**REQUIRED WORK**
Copy out each line of the listing below word for word, changing nothing.

**DATA ROWS**
──────
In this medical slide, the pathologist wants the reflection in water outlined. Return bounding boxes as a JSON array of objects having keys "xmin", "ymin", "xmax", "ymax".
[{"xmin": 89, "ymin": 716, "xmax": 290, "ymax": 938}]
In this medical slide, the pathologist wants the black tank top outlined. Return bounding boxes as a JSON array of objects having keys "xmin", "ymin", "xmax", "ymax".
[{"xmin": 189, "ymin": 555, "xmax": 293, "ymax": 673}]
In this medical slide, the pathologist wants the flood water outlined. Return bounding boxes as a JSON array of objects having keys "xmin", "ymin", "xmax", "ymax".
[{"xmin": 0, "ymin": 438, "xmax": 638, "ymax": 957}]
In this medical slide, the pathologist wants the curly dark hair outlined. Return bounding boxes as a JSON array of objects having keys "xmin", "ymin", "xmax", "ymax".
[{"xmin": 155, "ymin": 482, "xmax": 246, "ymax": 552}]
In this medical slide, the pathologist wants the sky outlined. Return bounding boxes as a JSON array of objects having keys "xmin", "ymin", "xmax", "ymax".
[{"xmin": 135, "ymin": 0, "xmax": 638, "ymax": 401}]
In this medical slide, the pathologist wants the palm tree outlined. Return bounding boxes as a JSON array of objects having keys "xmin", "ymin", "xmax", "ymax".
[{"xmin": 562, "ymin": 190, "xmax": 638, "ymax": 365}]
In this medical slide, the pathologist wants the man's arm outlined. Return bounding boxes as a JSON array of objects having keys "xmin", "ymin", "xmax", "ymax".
──────
**EXPECTED ANSWER**
In this medical slide, the pathologist wants the reflection in water outlined. Return bounding boxes as a JSON array of objects having keys "xmin", "ymin", "xmax", "ymax".
[{"xmin": 89, "ymin": 716, "xmax": 290, "ymax": 938}]
In this medical slide, the pathologist wants the black tank top outlined. Return bounding boxes as a JSON array of objects having keys "xmin", "ymin", "xmax", "ymax".
[{"xmin": 189, "ymin": 555, "xmax": 293, "ymax": 673}]
In this medical slide, the pathologist wants the flood water outlined. Return bounding boxes as a JSON array of objects having keys "xmin", "ymin", "xmax", "ymax".
[{"xmin": 0, "ymin": 438, "xmax": 638, "ymax": 957}]
In this medical slide, the pathologist wants the curly dark hair outlined. Return bounding boxes as a JSON array of objects having keys "xmin", "ymin", "xmax", "ymax".
[{"xmin": 155, "ymin": 482, "xmax": 246, "ymax": 552}]
In this medical slide, the pathologist wants the sky outlined. Return bounding boxes as a JSON array of objects having keys "xmin", "ymin", "xmax", "ymax".
[{"xmin": 135, "ymin": 0, "xmax": 638, "ymax": 401}]
In this medical slide, the pathologist wants the palm tree outlined. Return bounding boxes as a JSON array of objects having keys "xmin", "ymin", "xmax", "ymax".
[{"xmin": 562, "ymin": 190, "xmax": 638, "ymax": 365}]
In this medical slide, the pathologist wants the man's arm outlined. Return bounding boxes as a JSON array of objects having keys "xmin", "ymin", "xmax", "ymax".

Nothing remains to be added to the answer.